__PROBLEM DESCRIPTION__: Among the entries that follow, count the lines with the word "below" and report the number by itself.

--- START ---

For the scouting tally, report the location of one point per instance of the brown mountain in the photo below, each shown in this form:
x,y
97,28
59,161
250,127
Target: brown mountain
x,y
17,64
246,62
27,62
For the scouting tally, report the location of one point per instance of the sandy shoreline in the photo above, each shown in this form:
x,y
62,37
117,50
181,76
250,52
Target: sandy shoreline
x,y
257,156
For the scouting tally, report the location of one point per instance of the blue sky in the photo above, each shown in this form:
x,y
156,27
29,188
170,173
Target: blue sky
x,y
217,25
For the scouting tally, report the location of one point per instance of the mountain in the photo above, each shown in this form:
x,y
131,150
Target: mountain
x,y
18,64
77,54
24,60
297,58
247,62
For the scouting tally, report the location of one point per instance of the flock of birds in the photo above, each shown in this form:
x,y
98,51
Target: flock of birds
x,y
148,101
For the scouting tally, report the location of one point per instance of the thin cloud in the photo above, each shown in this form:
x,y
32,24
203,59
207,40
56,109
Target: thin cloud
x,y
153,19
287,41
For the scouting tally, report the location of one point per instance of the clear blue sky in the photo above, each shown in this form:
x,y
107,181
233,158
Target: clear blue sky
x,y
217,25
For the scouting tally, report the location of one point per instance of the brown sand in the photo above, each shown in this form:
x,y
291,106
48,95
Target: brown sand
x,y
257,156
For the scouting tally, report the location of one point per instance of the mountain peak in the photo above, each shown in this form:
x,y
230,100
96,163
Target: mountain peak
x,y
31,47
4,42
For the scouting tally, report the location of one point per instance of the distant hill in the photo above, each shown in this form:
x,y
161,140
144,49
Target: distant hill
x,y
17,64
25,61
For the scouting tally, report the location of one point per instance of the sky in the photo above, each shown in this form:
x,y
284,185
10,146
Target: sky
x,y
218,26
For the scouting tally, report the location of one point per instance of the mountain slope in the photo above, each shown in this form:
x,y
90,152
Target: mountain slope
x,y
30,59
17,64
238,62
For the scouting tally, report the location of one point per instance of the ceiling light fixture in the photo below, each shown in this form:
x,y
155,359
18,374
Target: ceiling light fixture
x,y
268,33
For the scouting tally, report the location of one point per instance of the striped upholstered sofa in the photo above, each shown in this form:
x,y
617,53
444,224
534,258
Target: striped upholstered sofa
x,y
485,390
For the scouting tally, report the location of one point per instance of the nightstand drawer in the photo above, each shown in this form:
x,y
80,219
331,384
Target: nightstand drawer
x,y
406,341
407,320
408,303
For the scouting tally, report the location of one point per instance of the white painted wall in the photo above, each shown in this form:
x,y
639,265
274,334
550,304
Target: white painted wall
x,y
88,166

--- END ---

__RESULT OF THE TASK__: 2